### Supplied material ###

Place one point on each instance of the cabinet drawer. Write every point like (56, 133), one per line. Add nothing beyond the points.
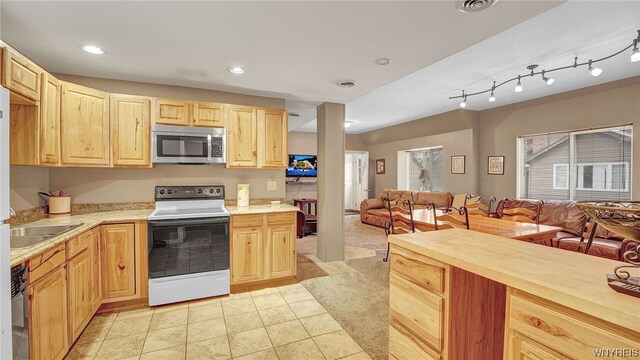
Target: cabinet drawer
(281, 218)
(404, 346)
(419, 311)
(246, 220)
(78, 244)
(418, 269)
(42, 264)
(569, 333)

###

* _Exercise brief_:
Without including any pictures, please restate all the records exactly.

* _Response to this task_:
Place one point on each instance of the cabinet drawer. Write every point like (56, 133), one per line. Add nothing beyond the points.
Target: cabinet drawer
(281, 218)
(404, 346)
(419, 311)
(246, 220)
(78, 244)
(418, 269)
(42, 264)
(569, 333)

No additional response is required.